Records shown ::
***

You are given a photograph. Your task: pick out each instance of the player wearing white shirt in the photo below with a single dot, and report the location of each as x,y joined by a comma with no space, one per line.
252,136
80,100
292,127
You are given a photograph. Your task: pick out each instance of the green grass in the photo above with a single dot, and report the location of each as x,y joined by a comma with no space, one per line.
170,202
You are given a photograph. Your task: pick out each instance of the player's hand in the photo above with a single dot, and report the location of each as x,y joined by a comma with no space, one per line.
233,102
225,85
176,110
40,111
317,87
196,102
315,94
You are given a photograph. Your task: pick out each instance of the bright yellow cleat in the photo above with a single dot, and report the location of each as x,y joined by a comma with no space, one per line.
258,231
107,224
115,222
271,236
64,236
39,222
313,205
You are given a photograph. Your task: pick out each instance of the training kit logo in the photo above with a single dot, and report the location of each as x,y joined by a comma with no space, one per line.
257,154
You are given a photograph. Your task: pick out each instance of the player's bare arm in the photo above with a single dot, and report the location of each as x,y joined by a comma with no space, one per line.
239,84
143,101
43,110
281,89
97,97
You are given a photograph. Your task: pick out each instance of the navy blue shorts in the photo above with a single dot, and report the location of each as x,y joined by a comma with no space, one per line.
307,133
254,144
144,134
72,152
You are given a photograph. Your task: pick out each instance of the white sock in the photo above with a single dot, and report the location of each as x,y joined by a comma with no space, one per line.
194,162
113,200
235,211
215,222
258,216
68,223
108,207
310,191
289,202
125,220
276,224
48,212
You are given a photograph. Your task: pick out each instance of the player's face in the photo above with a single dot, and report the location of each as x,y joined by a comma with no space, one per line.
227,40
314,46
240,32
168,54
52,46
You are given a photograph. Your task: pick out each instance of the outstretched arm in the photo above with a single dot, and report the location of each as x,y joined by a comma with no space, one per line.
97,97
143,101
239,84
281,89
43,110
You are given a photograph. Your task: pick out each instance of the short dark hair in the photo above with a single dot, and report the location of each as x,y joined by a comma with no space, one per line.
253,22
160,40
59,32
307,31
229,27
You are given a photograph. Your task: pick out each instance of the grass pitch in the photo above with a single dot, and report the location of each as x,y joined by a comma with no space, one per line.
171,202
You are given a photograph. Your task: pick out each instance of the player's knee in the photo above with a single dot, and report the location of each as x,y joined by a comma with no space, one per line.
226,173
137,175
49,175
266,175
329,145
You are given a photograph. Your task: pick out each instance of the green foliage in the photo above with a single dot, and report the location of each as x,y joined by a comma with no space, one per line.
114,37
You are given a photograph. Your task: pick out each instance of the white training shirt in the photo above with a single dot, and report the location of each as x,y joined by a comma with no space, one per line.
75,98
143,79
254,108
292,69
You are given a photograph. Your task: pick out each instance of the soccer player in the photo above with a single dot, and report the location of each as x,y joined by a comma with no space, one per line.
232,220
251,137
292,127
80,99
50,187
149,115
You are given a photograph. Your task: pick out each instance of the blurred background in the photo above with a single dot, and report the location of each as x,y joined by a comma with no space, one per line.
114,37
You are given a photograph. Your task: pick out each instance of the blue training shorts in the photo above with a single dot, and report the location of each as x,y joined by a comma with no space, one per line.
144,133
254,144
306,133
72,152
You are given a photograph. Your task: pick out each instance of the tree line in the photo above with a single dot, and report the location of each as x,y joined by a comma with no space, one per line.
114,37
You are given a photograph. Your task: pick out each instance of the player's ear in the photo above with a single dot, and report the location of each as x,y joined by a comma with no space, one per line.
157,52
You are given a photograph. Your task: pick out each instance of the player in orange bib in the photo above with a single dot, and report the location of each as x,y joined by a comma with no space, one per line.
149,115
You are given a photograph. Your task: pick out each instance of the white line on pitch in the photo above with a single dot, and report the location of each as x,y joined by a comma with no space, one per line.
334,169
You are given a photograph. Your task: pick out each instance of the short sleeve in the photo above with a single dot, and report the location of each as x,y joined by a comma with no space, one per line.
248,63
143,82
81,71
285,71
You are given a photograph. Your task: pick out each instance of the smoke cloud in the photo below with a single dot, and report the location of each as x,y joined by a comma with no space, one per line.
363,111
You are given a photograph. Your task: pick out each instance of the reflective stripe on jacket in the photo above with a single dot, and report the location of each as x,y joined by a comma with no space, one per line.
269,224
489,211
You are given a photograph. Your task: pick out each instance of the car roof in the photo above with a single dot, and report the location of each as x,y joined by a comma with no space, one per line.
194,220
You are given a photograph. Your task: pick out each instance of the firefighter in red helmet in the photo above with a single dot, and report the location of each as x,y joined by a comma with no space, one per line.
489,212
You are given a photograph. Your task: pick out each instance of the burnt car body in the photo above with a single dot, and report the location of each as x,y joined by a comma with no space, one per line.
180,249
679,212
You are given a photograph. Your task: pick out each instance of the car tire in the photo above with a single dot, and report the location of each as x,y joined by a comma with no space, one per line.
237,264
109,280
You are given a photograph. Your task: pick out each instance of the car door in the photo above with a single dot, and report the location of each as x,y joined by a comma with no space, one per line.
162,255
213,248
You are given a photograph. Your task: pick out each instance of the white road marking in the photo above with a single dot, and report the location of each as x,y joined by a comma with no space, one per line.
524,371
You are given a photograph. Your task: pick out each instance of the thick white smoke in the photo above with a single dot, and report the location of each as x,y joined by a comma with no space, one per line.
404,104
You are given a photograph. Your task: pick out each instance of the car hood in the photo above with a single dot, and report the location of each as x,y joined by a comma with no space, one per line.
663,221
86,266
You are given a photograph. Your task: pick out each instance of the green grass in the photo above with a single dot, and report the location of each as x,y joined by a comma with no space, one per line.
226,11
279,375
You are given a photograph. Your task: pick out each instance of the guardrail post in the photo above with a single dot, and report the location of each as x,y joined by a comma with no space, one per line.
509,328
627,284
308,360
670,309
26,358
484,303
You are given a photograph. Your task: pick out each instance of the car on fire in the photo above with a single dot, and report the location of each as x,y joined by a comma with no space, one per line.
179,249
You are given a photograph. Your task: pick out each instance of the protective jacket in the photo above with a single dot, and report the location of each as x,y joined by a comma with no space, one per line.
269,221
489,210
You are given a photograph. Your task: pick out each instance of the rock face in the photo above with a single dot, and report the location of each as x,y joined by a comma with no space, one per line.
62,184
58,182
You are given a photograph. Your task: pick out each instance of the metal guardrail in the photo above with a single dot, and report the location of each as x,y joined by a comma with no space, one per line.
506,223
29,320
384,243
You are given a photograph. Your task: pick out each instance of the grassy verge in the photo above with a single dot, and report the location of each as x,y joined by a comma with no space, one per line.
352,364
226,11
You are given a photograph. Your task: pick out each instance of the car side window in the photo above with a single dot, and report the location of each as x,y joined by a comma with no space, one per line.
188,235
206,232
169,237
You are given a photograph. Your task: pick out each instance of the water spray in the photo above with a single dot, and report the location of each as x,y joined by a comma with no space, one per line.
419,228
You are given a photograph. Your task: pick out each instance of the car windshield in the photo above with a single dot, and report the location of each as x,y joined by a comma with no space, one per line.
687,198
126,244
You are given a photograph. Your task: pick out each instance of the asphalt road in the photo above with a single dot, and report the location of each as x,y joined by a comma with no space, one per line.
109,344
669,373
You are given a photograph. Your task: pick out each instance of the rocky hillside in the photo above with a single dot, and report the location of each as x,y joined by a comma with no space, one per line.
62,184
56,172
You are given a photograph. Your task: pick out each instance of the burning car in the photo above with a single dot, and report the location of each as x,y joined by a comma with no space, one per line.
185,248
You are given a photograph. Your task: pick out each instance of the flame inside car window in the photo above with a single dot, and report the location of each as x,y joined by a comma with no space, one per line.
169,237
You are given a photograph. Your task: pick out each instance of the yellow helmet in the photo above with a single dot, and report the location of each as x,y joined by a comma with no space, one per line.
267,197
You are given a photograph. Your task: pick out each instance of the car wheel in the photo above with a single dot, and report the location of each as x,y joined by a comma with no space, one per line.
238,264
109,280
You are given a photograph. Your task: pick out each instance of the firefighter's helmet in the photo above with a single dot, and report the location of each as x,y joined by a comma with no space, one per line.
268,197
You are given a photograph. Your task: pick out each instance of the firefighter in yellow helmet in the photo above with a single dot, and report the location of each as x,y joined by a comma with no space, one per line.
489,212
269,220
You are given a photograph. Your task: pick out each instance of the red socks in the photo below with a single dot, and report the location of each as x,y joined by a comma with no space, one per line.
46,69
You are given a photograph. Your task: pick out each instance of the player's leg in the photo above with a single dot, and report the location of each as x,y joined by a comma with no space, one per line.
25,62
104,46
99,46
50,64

***

Requirement ::
Extract every line from the one containing "of the rocky" through the last line of the data, inclusive, exactly as written.

Output of the task ::
You are given a photograph. Your task: pick out each instance of the rocky hillside in the photo above with a single dot, and report the location of each as x,y joined by a comma with no space, one per line.
62,184
56,172
You are given a photograph. Your task: pick out each instance of the burning car in the photo above with a single dot, and report the location of each as x,y joined by a comma with no space, one per line.
185,248
You are given a photograph. Your task: pick out each instance of the flame inside car window in the photo above with a single dot, and report the location of each as x,y joined by a comma with no space, one per line.
169,237
You are given a photograph. Your task: pick out each instance of the yellow helmet in the photo above with a single dot, and report the location of each as x,y joined by a comma with no space, one per line.
267,197
You are given a photograph. Your task: pick out each instance of the car wheel in the photo above with a single dot, and report the location of each as x,y joined by a comma with no space, one per line.
238,264
109,280
You are given a photograph. Your task: pick out each instance of the firefighter's helmet in the photo above with a single dot, and report the location of each as x,y joined by a comma with no space, one per line.
268,197
You are given a photograph. Your task: pick out each instance of the firefighter in yellow helmet in the photo above with a single dot, and report the location of each as x,y joined by a comma with no space, one per line.
489,212
269,220
You are given a photograph. Your task: pick out each instance of the red socks in the photo below with a single dot, and report the location of each as x,y joined by a comma with no space, one per line.
46,69
You are given a photograph. Your task: pick out each instance of the player's leg in the photo above with a single dot, and report the location of each as x,y joined by a comma with no space, one per line.
25,62
104,46
99,46
50,64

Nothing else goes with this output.